* [Data listing]:
►
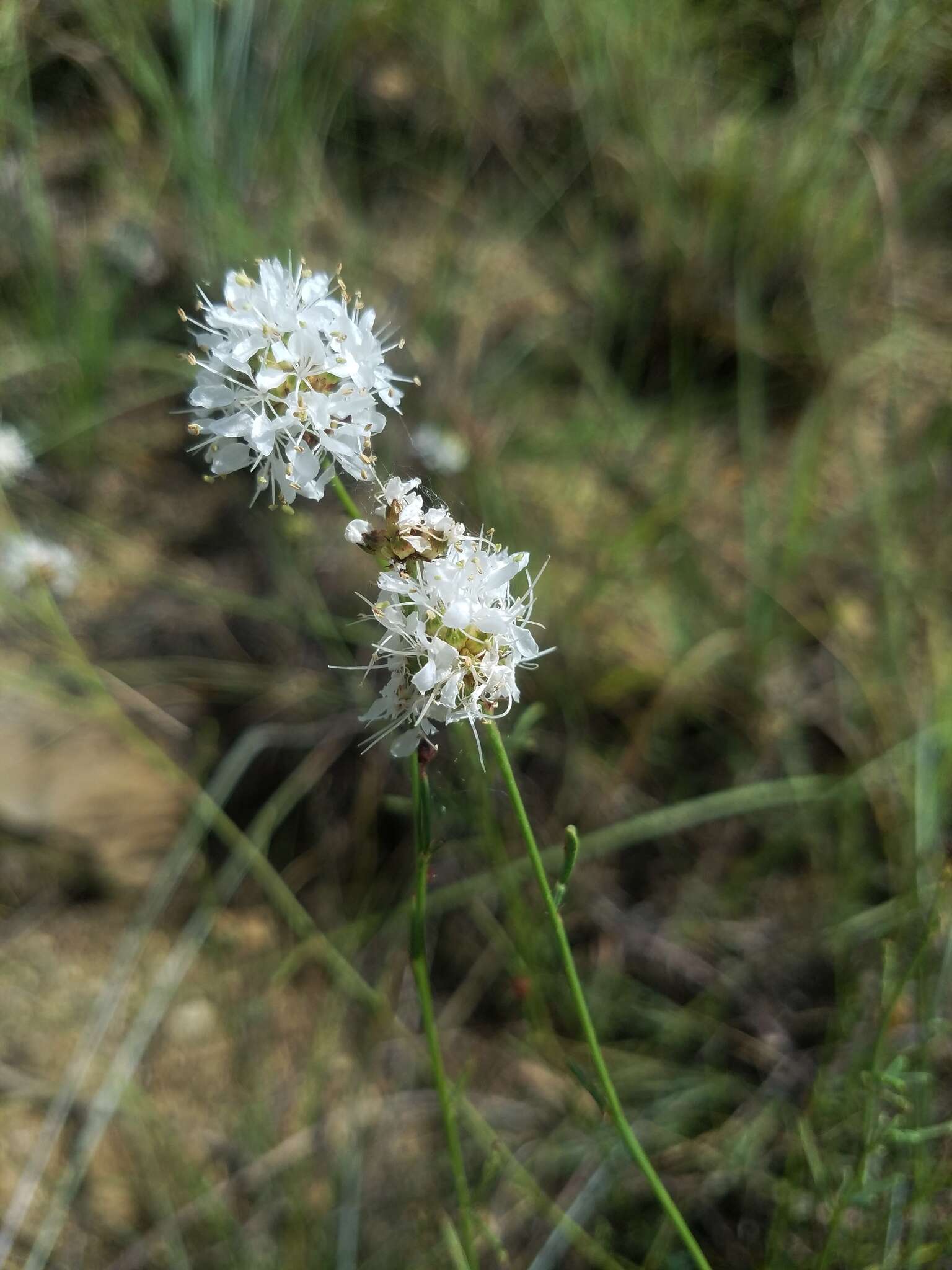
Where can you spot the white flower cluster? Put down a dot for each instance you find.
(455, 631)
(291, 381)
(27, 561)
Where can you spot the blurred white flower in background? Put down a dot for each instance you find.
(293, 380)
(454, 637)
(15, 458)
(442, 451)
(25, 561)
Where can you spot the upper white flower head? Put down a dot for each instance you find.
(454, 637)
(14, 455)
(25, 559)
(291, 381)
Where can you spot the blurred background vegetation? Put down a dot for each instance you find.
(678, 277)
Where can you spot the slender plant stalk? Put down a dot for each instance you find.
(346, 500)
(621, 1122)
(419, 786)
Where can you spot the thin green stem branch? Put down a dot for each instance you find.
(419, 786)
(346, 500)
(617, 1112)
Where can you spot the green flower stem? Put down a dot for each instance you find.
(350, 506)
(419, 786)
(615, 1106)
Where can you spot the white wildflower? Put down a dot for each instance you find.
(291, 381)
(441, 451)
(14, 455)
(25, 559)
(409, 531)
(454, 637)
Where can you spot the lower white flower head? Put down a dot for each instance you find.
(15, 458)
(455, 634)
(27, 561)
(409, 530)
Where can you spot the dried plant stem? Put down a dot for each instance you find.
(419, 786)
(621, 1122)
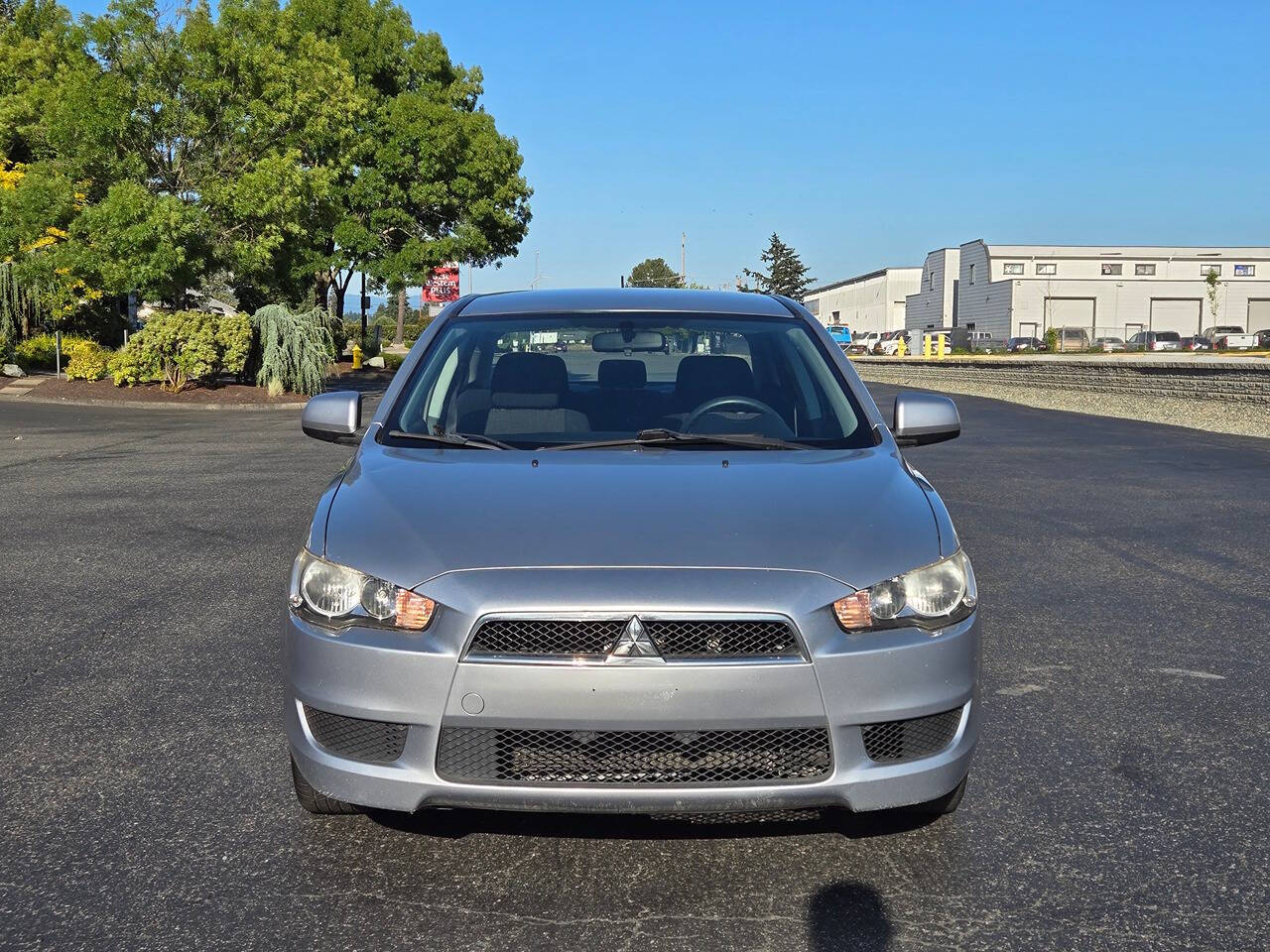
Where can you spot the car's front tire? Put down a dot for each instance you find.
◄
* [Your objective]: Repeat everything from the row containing "Where can you spot the green" down to the last of the rows above, word for word. Leave the pictures out of your answer.

* [Solution to this task]:
Where can you spot the green flower stem? Put down a dot for each instance you find.
(350, 506)
(419, 786)
(615, 1106)
Where can you spot the white wildflower? Put down a dot for each instance you find.
(291, 381)
(441, 451)
(14, 455)
(25, 559)
(409, 531)
(454, 637)
Where can you spot the lower white flower head? Put down a dot for each instance you find.
(15, 458)
(455, 634)
(27, 561)
(409, 530)
Where can you spot the dried plant stem? Put down a dot for each instance you find.
(419, 786)
(621, 1122)
Where can you spot the car's front tire? Put down a dot for each instance you find.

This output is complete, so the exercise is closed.